- **Problem details**
Copy the rows below verbatim, starting at the line containing "In the photo above, where can the blue" and ending at the line containing "column 355, row 166", both included.

- **Records supplied**
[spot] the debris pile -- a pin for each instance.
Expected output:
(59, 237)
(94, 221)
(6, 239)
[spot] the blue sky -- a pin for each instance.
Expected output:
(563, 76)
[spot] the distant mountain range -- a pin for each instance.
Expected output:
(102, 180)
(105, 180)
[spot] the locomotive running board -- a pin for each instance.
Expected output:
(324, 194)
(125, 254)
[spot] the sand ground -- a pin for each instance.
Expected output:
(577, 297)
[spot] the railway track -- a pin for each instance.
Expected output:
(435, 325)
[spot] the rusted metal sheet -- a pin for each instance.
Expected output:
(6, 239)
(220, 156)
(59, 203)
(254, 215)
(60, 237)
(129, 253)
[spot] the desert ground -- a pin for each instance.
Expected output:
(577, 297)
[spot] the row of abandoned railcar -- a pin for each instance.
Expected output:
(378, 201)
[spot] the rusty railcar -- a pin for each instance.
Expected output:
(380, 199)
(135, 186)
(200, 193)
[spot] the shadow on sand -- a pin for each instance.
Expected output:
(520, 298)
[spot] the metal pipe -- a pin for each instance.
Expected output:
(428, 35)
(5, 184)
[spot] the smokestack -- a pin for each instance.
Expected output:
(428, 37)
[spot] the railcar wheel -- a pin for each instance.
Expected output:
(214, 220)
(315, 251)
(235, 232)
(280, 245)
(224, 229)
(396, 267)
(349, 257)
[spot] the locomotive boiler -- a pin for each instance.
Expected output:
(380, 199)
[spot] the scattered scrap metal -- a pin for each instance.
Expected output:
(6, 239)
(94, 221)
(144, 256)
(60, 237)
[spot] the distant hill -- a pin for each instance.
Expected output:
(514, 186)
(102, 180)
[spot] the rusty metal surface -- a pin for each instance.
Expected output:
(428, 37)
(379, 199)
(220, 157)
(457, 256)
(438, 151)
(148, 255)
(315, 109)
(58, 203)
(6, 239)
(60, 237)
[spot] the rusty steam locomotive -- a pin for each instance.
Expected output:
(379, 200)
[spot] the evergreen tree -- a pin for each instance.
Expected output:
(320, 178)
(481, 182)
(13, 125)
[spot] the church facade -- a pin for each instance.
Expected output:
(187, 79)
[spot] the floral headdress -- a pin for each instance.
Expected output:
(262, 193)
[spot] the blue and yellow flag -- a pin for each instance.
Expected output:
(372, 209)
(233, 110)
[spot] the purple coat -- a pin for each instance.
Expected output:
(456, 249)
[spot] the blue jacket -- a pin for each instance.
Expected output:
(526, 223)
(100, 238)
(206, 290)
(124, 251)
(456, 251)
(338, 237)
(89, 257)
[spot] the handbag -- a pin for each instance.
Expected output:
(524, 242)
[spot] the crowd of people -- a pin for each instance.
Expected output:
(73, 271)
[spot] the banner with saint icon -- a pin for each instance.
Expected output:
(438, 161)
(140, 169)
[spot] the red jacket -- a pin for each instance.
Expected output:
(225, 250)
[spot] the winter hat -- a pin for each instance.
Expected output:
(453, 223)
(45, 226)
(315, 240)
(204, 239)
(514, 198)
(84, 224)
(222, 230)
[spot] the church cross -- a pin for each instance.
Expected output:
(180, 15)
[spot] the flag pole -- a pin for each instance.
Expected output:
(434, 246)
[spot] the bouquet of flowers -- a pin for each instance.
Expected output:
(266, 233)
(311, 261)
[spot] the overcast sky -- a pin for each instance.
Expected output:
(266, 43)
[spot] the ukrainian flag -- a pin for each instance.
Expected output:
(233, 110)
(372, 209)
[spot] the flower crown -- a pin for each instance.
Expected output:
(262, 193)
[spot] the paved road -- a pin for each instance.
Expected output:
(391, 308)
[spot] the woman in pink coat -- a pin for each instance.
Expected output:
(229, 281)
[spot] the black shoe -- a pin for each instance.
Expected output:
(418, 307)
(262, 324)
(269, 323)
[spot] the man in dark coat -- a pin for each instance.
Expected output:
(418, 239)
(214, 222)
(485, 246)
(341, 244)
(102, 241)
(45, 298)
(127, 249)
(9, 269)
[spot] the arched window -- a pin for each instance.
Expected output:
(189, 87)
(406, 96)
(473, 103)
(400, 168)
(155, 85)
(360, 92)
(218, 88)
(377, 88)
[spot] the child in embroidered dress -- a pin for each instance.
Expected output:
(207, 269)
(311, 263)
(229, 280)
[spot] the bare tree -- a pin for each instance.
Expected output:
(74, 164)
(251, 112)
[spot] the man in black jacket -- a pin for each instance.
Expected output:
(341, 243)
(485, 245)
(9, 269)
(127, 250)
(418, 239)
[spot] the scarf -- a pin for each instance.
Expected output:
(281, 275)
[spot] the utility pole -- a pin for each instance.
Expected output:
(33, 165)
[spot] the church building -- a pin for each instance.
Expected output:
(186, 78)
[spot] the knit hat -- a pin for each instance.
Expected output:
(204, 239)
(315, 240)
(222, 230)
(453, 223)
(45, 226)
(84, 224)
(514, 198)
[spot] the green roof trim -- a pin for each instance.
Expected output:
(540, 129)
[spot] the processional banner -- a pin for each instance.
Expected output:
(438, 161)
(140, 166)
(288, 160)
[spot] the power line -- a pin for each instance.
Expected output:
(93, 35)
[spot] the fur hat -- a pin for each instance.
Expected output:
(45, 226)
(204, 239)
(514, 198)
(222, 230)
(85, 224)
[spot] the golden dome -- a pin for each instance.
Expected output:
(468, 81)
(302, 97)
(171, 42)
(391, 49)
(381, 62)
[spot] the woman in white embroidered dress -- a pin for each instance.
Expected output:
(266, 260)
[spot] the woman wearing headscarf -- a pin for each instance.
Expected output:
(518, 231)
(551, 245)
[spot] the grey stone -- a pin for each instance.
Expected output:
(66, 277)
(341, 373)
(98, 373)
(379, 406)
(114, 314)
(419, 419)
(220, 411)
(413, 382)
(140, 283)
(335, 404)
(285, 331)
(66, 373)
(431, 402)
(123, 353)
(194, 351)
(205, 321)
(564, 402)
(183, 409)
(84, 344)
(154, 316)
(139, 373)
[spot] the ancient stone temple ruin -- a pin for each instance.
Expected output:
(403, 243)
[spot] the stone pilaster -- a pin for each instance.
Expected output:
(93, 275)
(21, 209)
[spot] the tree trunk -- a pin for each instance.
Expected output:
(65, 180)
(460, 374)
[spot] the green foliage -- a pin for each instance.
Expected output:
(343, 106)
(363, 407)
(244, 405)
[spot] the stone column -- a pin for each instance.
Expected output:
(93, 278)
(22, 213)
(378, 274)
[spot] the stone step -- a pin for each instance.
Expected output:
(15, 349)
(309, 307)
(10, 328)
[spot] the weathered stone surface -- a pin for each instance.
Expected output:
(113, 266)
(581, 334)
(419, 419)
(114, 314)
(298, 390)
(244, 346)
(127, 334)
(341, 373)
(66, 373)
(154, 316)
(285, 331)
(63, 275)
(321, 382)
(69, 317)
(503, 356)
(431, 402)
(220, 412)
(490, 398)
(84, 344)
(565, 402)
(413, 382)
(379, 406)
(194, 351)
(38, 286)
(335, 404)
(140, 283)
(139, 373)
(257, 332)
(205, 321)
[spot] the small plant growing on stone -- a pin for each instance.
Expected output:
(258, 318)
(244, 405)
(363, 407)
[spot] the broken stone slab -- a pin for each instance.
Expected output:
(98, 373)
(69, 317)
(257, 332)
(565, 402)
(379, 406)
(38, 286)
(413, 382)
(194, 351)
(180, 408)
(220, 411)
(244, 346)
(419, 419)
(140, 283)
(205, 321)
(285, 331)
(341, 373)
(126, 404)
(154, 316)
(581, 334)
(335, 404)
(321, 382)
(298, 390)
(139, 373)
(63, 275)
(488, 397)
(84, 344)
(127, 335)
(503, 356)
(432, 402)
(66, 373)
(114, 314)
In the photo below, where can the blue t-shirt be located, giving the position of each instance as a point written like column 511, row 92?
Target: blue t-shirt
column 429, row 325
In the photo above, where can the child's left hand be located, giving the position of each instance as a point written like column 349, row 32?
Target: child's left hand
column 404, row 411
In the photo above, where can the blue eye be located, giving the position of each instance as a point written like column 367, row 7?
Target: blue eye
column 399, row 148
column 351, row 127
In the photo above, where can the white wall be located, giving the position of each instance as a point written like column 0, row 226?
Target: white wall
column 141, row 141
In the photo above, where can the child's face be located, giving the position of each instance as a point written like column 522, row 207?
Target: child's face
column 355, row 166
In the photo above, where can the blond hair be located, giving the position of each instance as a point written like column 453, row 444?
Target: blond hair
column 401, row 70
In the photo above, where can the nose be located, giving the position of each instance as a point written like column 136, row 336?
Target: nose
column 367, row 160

- **Result of the task**
In the photo above, where can the blue eye be located, giving the position of each instance as a point written like column 367, row 7?
Target: blue eye
column 399, row 148
column 351, row 127
In the photo above, where can the white wall be located, giving the position of each instance as a point written like column 0, row 226?
Target: white wall
column 141, row 141
In the photo above, where can the child's face be located, giving the position of each instance as a point written like column 522, row 207?
Target: child's face
column 355, row 166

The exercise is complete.